QUANT-NET Design and Implementation 

Key mechanisms 

The QUANT-NET design is based on fundamental properties of quantum communications. Here we list a few key mechanisms: 

Network-wide time synchronization. 

QUANT-NET is a distributed system. A few critical quantum network functions require network-wide synchronization to provide a global notion of time. For example, entanglement provides a means to enables long-distance quantum communications. At present, due to technology immaturity, entanglement has been produced probabilistically over short distances with a short duration. Bell state measurement (BSM) is an essential function for entanglement generation over long distance. However, BSM can only be performed if both photons arrive at a BSMnode simultaneously. In addition, quantum measurement requires accurate timekeeping to correlate physically remote events. QUANT-NET achieves network-wide synchronization by using a master clock. All nodes synchronize with a single master clock. Dedicated high-resolution signal generators (e.g., Marconi signal generator) will be used as clocks.

____

→ STATED GOAL
Summarize the QUANT-NET passage in two sentences. The records have nothing to do with this.

____

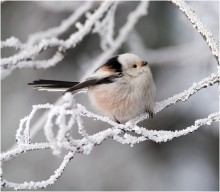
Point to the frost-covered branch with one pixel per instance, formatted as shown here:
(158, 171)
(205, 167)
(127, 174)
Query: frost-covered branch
(66, 114)
(118, 132)
(32, 51)
(201, 28)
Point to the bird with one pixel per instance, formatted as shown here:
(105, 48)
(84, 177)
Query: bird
(122, 88)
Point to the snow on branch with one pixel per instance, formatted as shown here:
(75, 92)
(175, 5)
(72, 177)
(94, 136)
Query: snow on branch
(201, 28)
(26, 56)
(119, 132)
(66, 114)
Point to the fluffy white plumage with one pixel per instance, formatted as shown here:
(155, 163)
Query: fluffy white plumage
(122, 88)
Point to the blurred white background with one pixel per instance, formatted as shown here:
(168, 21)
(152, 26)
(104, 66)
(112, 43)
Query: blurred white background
(190, 162)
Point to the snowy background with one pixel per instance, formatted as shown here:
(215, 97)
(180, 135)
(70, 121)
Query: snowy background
(178, 57)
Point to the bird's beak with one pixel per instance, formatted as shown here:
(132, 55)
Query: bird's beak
(144, 63)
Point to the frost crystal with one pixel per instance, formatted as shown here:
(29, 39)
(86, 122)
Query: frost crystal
(66, 114)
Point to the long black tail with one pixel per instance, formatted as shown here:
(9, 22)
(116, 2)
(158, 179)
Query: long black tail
(52, 85)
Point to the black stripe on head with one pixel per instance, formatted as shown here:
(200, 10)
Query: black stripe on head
(114, 64)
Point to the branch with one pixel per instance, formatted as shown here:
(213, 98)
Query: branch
(74, 39)
(201, 28)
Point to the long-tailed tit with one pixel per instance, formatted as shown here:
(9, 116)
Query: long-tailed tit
(122, 88)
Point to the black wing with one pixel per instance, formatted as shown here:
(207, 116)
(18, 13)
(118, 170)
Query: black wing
(52, 84)
(93, 82)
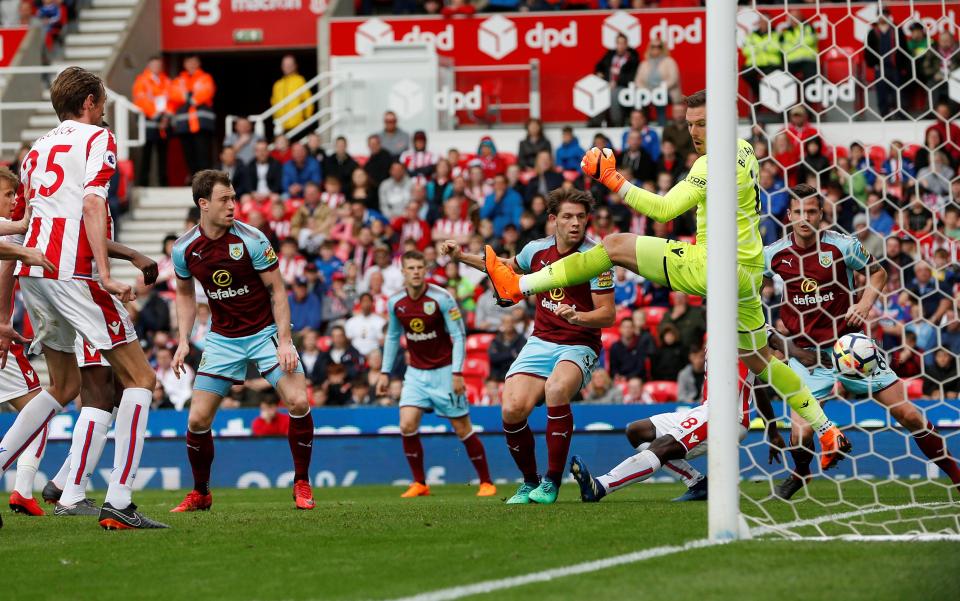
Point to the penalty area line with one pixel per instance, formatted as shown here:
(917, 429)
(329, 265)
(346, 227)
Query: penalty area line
(489, 586)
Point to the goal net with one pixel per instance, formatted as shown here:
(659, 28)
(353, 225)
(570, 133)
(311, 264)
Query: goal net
(859, 101)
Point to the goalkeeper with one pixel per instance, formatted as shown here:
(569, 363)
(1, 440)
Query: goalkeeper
(683, 267)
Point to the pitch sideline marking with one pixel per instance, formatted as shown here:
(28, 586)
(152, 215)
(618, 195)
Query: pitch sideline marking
(489, 586)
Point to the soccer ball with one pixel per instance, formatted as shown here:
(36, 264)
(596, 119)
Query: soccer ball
(855, 356)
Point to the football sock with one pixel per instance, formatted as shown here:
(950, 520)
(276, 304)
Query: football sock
(128, 440)
(29, 425)
(522, 448)
(687, 473)
(790, 387)
(477, 455)
(635, 468)
(569, 271)
(802, 453)
(200, 454)
(681, 467)
(413, 449)
(300, 437)
(89, 438)
(27, 465)
(559, 435)
(933, 446)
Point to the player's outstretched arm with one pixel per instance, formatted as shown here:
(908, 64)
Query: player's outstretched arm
(602, 166)
(286, 353)
(452, 248)
(146, 265)
(186, 304)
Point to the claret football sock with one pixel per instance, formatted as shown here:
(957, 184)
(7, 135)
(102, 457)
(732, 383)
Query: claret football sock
(29, 425)
(559, 436)
(477, 455)
(128, 440)
(89, 438)
(522, 448)
(300, 437)
(574, 269)
(200, 454)
(413, 449)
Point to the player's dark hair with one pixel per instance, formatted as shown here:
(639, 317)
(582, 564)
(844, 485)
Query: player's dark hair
(697, 99)
(10, 177)
(801, 191)
(204, 181)
(70, 90)
(412, 255)
(557, 197)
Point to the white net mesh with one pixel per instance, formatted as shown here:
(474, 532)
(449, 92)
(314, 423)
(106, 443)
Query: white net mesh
(860, 102)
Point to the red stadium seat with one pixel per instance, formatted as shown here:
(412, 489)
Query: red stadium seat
(661, 391)
(914, 388)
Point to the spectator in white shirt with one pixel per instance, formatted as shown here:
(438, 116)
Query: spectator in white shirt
(365, 329)
(179, 390)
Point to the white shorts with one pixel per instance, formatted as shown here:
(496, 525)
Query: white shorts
(18, 377)
(689, 428)
(88, 355)
(61, 309)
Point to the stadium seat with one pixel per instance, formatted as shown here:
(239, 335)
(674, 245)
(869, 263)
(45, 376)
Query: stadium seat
(661, 391)
(914, 388)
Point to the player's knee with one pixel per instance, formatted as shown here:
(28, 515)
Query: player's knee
(638, 432)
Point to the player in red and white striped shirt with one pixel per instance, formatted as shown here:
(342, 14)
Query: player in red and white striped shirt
(666, 440)
(452, 226)
(65, 179)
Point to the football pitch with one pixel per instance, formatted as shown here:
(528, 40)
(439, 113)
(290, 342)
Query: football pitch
(367, 543)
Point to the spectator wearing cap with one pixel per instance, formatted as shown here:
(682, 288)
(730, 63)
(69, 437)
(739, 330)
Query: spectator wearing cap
(340, 164)
(488, 159)
(305, 308)
(394, 140)
(502, 206)
(649, 139)
(264, 174)
(410, 226)
(871, 242)
(300, 169)
(546, 178)
(419, 162)
(365, 329)
(532, 145)
(395, 191)
(569, 153)
(341, 352)
(379, 162)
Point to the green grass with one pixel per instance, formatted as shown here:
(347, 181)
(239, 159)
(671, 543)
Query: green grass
(366, 543)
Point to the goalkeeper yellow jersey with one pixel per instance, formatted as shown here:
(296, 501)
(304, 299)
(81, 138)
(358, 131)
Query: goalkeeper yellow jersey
(692, 191)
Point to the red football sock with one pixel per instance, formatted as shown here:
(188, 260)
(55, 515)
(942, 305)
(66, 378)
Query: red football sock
(413, 449)
(300, 437)
(559, 434)
(522, 447)
(478, 457)
(933, 446)
(200, 453)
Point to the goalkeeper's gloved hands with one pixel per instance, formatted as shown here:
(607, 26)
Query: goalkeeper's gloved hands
(601, 165)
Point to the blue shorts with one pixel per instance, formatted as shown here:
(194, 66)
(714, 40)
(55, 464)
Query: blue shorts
(432, 390)
(224, 360)
(539, 358)
(821, 381)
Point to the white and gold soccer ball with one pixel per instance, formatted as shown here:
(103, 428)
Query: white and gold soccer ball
(856, 356)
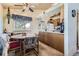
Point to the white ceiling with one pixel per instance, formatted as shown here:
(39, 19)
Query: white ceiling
(35, 6)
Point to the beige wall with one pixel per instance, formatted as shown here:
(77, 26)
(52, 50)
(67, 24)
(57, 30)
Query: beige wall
(1, 18)
(10, 27)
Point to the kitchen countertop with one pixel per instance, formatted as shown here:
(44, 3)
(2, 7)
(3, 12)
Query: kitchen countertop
(52, 32)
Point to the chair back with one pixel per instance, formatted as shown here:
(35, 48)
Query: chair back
(30, 42)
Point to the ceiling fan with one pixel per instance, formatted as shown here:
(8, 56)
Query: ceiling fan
(25, 7)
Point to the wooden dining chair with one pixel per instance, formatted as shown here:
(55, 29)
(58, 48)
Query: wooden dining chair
(14, 45)
(31, 45)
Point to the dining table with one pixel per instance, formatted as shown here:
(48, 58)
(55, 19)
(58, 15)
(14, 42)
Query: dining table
(21, 38)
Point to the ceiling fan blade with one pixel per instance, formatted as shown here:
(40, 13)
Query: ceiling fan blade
(31, 9)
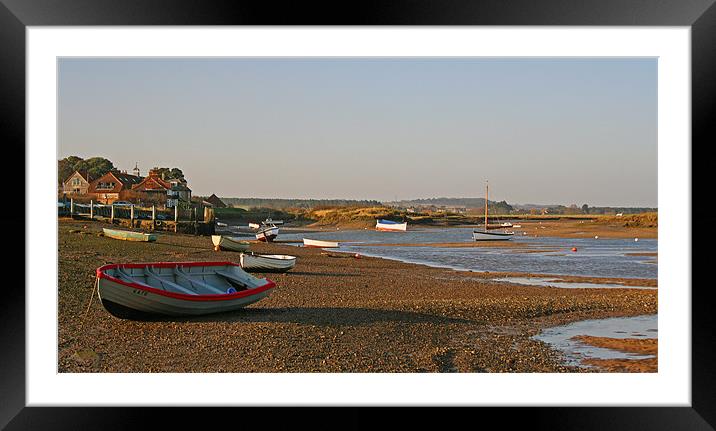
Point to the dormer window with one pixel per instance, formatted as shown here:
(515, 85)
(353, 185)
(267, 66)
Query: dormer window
(105, 186)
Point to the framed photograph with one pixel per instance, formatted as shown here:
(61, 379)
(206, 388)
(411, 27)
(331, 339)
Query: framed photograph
(392, 209)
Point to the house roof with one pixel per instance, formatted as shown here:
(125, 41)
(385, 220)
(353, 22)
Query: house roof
(152, 182)
(84, 174)
(122, 181)
(214, 200)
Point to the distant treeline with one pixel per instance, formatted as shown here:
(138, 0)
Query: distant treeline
(447, 202)
(296, 203)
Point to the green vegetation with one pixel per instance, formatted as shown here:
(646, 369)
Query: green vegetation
(170, 173)
(95, 167)
(295, 203)
(650, 219)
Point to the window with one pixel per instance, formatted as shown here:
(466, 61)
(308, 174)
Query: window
(105, 186)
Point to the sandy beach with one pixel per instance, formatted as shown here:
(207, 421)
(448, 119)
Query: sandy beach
(329, 314)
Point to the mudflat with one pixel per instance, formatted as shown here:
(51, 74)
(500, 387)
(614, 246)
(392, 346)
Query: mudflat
(326, 315)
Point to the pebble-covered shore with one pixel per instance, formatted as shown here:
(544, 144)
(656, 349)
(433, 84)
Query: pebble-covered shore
(329, 314)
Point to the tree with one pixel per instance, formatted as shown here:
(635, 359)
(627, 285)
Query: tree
(95, 166)
(66, 167)
(170, 173)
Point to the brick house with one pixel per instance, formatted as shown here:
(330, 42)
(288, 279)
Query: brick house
(215, 201)
(76, 184)
(113, 186)
(158, 190)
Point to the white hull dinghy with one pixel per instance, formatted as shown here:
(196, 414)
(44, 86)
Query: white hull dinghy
(387, 226)
(229, 243)
(321, 244)
(252, 262)
(128, 235)
(134, 290)
(267, 234)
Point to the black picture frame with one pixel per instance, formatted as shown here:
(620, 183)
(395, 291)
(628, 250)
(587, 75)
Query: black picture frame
(699, 15)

____

→ RESULT FOR THIS EXERCISE
QUANT-NET is a distributed system that needs network-wide time synchronization, because Bell state measurement requires both photons to reach a node simultaneously and quantum measurement depends on accurate timekeeping to correlate remote events. It synchronizes all nodes with a single master clock, and dedicated high-resolution signal generators will serve as clocks.